■ EXERCISE REQUIREMENTS ■
Arrange the material below as a Markdown table with the columns "No." and "Line". Give each non-blank line its own row, numbered in order.

## start

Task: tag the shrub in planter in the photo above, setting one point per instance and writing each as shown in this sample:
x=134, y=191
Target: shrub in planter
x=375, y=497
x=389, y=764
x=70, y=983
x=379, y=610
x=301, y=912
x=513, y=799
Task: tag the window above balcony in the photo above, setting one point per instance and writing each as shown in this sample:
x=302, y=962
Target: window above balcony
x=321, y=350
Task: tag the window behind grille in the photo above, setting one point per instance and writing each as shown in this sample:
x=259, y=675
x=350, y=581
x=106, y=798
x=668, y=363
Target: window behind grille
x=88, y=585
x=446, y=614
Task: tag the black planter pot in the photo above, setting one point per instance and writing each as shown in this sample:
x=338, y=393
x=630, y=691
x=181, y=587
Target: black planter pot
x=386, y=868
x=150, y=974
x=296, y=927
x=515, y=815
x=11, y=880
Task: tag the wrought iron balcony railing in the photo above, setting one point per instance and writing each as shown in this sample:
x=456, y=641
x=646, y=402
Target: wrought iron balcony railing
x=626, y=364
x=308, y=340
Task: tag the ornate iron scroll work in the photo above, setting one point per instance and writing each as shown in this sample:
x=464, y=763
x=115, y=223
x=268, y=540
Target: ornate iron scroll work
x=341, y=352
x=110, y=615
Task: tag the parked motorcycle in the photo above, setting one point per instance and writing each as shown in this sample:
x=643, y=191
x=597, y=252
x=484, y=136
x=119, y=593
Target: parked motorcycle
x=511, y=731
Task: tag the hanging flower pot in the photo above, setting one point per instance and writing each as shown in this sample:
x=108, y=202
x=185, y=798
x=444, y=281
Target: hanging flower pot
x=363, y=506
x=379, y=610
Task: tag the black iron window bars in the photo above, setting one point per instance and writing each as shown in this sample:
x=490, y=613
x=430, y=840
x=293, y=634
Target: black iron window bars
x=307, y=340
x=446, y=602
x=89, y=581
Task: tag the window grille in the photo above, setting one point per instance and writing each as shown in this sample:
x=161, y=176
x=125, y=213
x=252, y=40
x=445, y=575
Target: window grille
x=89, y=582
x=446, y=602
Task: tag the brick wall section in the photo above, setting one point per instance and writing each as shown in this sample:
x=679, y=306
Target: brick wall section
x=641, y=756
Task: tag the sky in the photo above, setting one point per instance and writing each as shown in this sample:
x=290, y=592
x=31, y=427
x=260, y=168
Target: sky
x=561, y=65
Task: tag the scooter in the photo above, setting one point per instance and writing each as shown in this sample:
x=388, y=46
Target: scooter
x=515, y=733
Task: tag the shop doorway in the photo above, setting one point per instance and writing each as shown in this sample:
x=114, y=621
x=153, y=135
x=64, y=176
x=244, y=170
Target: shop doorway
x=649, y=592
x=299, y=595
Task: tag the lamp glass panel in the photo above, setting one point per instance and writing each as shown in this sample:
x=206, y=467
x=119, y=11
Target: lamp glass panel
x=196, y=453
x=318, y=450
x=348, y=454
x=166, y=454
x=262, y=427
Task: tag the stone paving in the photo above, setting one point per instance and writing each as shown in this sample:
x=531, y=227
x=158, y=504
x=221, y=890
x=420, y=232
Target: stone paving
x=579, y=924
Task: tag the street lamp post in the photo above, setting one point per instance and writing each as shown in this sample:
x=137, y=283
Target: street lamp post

## end

■ EXERCISE ANSWER ■
| No. | Line |
|---|---|
| 1 | Task: tag the shrub in planter in the photo above, setting one point per instance and writing each as shown in this sample: |
| 2 | x=134, y=191 |
| 3 | Target: shrub in planter |
| 4 | x=375, y=497 |
| 5 | x=389, y=764 |
| 6 | x=70, y=983 |
| 7 | x=379, y=610 |
| 8 | x=301, y=912 |
| 9 | x=513, y=799 |
| 10 | Task: tag the window above balcony in the photo above, setting one point per instance and writing each as shown in this sample: |
| 11 | x=302, y=962 |
| 12 | Target: window above balcony |
| 13 | x=321, y=350 |
| 14 | Task: tag the window behind grille in the photo above, setting one point per instance and writing each as shown in this sample: |
| 15 | x=259, y=675 |
| 16 | x=350, y=581 |
| 17 | x=106, y=798 |
| 18 | x=668, y=363 |
| 19 | Target: window behind grille |
| 20 | x=88, y=585 |
| 21 | x=446, y=614 |
| 22 | Task: tag the black planter pot in the photo above, setting one point per instance and writing each as shown in this sample: |
| 23 | x=338, y=393 |
| 24 | x=630, y=691 |
| 25 | x=181, y=587 |
| 26 | Target: black planter pot |
| 27 | x=386, y=868 |
| 28 | x=150, y=974 |
| 29 | x=296, y=927 |
| 30 | x=515, y=815 |
| 31 | x=11, y=880 |
| 32 | Task: tag the wrought iron balcony railing in the photo above, setting one point per instance and writing each as shown in this sample: |
| 33 | x=456, y=641 |
| 34 | x=646, y=402 |
| 35 | Target: wrought iron balcony railing |
| 36 | x=626, y=364 |
| 37 | x=308, y=340 |
| 38 | Task: tag the ornate iron scroll work in the photo above, setting one point per instance and writing each as shown in this sample: |
| 39 | x=464, y=763 |
| 40 | x=115, y=223 |
| 41 | x=268, y=540 |
| 42 | Target: ornate iron scroll work |
| 43 | x=341, y=352 |
| 44 | x=110, y=615 |
| 45 | Task: tag the parked motorcycle in the photo above, setting one point per instance and writing each as shown in this sample: |
| 46 | x=643, y=191 |
| 47 | x=597, y=252 |
| 48 | x=484, y=136 |
| 49 | x=119, y=593 |
| 50 | Target: parked motorcycle |
| 51 | x=511, y=731 |
| 52 | Task: tag the hanging flower pot in the photo above, setting one point per instance and writing each as shown in this sample: |
| 53 | x=108, y=202 |
| 54 | x=185, y=798 |
| 55 | x=444, y=281 |
| 56 | Target: hanging flower pot |
| 57 | x=363, y=506 |
| 58 | x=379, y=610 |
| 59 | Task: tag the black iron window bars in the photo above, setting one point per instance and writing each as shown in this sample: |
| 60 | x=490, y=613 |
| 61 | x=430, y=840 |
| 62 | x=293, y=634 |
| 63 | Target: black iron window bars |
| 64 | x=307, y=340 |
| 65 | x=446, y=602 |
| 66 | x=89, y=581 |
| 67 | Task: tag the window grille in the photo above, setting one point per instance and writing each as shown in this sample: |
| 68 | x=161, y=176 |
| 69 | x=125, y=213 |
| 70 | x=252, y=40 |
| 71 | x=445, y=575 |
| 72 | Target: window grille |
| 73 | x=89, y=582 |
| 74 | x=446, y=602 |
| 75 | Task: tag the brick wall section in the photo above, setting one point per instance and writing each as shown in this sample: |
| 76 | x=679, y=306 |
| 77 | Target: brick wall section |
| 78 | x=641, y=756 |
| 79 | Task: tag the sky in the photo above, setting one point per instance and writing each as shown in this sample: |
| 80 | x=290, y=592 |
| 81 | x=31, y=427 |
| 82 | x=260, y=168 |
| 83 | Target: sky |
| 84 | x=561, y=65 |
| 85 | Task: tag the scooter in the photo above, setting one point per instance and writing each as shown in this sample: |
| 86 | x=388, y=46 |
| 87 | Target: scooter |
| 88 | x=515, y=733 |
| 89 | Task: tag the shop doorway in the photo above, setting one point per instance and writing each as shown in this sample: |
| 90 | x=114, y=621 |
| 91 | x=153, y=135 |
| 92 | x=64, y=176 |
| 93 | x=244, y=170 |
| 94 | Target: shop doorway |
| 95 | x=649, y=592 |
| 96 | x=299, y=595 |
| 97 | Task: tag the lamp glass panel in the photo above, setting one point per instance and writing each as shown in this sample: |
| 98 | x=206, y=467 |
| 99 | x=119, y=11 |
| 100 | Target: lamp glass panel |
| 101 | x=196, y=453 |
| 102 | x=318, y=450 |
| 103 | x=348, y=454 |
| 104 | x=166, y=454 |
| 105 | x=262, y=427 |
| 106 | Task: tag the stone paving in the photo above, setting one point per instance and writing each as shown in this sample: |
| 107 | x=531, y=227 |
| 108 | x=158, y=504 |
| 109 | x=221, y=890 |
| 110 | x=420, y=232 |
| 111 | Target: stone paving |
| 112 | x=579, y=924 |
| 113 | Task: tag the street lamp post in the photo above, setting one point per instance and writing each as shown in this sample: |
| 114 | x=137, y=283 |
| 115 | Target: street lamp post |